SELECTION –
Eugene Weekly : 2008 Eugene Celebration : 9.11.08


Living La Vida Local
A three-day whirlwind of music and food
by Vanessa Salvia

Welcome to the best season of the year. Fall. It’s football time, and the kids are back in school. Days are still warm and sunny, and unlike our brothers and sisters in other parts of the country, we don’t have to batten down our hatches for the storm of the week. No, what we look forward to come September is not the height of hurricane season but the three-day-long whirlwind of music and food that takes over our downtown.

It’s that time of year when the city shuts down for a celebration of all things “Eugenie,” and a block party ain’t no kind of party without lots of music. Read on for a guide to a few local bands that will be performing during this year’s celebration. 

Lafa Taylor
Runaway Slave
The Ovulators

There’s something about rockabilly music that’s oddly comforting. Whenever I hear of a new band keeping the rockabilly torch going, I know that rock and roll will never die. The fact that no commercial radio station anywhere will play a new rockabilly band and the musicians can pretty well rule out a record contract doesn’t seem to prevent kids from taking up the genre. Anyone playing in a rockabilly band today is doing it out of love, and Springfield’s 56 Pontiac (10 pm Fri., John Henry’s) definitely seems to enjoy what they do. They’ve got the look and the sound with songs like “Mean Daddy” and “Boppin The Blues,” so put on your dancing shoes, all you cats and kittens, and enjoy a musical portal back to the 1950s.

You don’t have to be an accordion addict to benefit from the 12-step accordion awareness program that is Accordions Anonymous (noon Sat., Sat. Market Stage). At one of their performances, the group makes it easy for you to accept that the squeezebox is capable of much more than polka. The 10-piece group blends vaudevillian humor with multicultural music, so all you accordion addicts can come out of the closet, there’s a safe place for you now!

GIVEN REQUEST 1 – According to the Eugene Celebration guide, why is anyone playing in a rockabilly band today doing it out of love? Answer in one to three sentences.
GIVEN REQUEST 2 – From the Eugene Celebration guide, extract the passage starting with "Living La Vida" and going on through "this year’s celebration.".

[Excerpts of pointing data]
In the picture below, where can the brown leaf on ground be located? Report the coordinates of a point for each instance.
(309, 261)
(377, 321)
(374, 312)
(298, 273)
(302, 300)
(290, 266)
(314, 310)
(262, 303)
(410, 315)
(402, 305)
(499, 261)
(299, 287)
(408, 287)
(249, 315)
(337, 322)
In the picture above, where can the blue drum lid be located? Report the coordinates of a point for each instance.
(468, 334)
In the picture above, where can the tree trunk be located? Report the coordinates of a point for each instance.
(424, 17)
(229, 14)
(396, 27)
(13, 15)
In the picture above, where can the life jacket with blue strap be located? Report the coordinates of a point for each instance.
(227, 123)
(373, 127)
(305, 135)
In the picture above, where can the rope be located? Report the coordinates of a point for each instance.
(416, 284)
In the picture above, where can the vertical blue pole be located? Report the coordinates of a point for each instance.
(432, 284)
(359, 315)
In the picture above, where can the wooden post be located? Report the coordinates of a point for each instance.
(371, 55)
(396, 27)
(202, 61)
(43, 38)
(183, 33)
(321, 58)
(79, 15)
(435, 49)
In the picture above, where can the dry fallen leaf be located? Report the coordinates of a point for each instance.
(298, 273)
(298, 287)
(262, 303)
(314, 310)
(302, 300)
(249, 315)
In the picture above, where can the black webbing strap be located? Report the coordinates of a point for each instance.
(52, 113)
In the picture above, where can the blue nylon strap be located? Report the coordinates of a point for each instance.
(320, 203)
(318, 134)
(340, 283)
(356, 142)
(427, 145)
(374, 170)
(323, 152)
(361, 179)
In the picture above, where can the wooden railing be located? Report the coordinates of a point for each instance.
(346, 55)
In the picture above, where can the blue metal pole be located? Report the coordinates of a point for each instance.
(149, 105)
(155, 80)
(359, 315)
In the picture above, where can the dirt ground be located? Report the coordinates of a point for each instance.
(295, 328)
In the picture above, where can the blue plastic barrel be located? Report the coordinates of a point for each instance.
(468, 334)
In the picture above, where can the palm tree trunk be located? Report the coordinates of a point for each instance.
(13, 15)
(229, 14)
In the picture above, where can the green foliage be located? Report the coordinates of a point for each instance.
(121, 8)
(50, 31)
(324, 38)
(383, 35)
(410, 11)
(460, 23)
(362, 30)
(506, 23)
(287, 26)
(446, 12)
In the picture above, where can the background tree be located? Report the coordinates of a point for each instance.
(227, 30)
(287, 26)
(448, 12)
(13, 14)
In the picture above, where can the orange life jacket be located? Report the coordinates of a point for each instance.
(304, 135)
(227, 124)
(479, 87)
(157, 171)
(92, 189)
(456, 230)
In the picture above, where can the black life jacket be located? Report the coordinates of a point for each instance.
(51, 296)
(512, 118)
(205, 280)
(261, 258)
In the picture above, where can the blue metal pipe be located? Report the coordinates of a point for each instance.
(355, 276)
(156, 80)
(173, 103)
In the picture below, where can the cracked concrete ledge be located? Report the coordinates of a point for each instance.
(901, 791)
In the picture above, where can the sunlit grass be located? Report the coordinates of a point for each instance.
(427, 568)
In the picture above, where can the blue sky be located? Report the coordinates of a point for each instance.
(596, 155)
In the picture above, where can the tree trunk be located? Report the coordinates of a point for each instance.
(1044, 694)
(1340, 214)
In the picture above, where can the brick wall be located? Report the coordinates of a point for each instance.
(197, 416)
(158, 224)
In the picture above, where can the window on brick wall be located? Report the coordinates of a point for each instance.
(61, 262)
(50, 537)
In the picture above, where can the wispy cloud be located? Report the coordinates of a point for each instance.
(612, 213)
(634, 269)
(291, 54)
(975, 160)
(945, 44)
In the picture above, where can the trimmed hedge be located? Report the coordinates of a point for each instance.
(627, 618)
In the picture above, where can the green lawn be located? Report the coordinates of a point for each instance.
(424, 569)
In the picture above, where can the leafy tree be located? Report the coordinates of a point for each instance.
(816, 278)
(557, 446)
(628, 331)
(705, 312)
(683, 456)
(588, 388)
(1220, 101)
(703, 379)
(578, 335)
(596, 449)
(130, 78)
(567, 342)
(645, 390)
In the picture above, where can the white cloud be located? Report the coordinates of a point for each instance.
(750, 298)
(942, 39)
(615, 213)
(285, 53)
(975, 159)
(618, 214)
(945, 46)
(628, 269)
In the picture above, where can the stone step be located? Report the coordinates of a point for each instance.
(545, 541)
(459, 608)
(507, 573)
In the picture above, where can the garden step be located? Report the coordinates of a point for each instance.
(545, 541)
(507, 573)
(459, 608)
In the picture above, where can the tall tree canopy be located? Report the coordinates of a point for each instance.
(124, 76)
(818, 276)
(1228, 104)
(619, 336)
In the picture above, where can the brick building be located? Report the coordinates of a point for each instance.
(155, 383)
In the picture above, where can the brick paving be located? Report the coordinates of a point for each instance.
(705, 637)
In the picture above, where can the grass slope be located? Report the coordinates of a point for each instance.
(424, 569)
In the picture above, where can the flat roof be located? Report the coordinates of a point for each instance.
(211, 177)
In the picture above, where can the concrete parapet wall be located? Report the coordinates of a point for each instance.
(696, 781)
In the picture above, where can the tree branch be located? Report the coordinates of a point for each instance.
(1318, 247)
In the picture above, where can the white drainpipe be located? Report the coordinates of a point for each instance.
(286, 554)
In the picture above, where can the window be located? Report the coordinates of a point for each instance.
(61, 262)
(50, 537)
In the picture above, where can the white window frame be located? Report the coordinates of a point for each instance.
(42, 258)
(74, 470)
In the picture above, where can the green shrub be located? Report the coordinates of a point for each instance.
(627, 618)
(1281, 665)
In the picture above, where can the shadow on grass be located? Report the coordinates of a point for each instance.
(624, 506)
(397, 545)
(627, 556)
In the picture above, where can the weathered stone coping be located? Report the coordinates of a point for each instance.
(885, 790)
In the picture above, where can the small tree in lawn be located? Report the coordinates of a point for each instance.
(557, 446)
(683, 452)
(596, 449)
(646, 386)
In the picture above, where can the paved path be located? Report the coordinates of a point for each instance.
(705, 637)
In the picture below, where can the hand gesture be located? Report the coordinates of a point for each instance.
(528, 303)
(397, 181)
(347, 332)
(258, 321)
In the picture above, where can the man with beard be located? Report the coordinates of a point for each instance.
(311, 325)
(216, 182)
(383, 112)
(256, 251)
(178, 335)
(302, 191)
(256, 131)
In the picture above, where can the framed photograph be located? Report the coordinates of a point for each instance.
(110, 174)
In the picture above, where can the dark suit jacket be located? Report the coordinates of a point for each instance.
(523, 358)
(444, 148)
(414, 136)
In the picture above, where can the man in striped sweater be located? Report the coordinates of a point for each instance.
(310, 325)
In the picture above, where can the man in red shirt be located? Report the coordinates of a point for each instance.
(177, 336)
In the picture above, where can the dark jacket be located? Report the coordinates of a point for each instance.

OUTPUT 1 – No commercial radio station anywhere will play a new rockabilly band, and the musicians can pretty well rule out a record contract. Because the genre offers neither airplay nor a recording deal, love is what keeps people playing it.

OUTPUT 2 –
Living La Vida Local
A three-day whirlwind of music and food
by Vanessa Salvia

Welcome to the best season of the year. Fall. It’s football time, and the kids are back in school. Days are still warm and sunny, and unlike our brothers and sisters in other parts of the country, we don’t have to batten down our hatches for the storm of the week. No, what we look forward to come September is not the height of hurricane season but the three-day-long whirlwind of music and food that takes over our downtown.

It’s that time of year when the city shuts down for a celebration of all things “Eugenie,” and a block party ain’t no kind of party without lots of music. Read on for a guide to a few local bands that will be performing during this year’s celebration.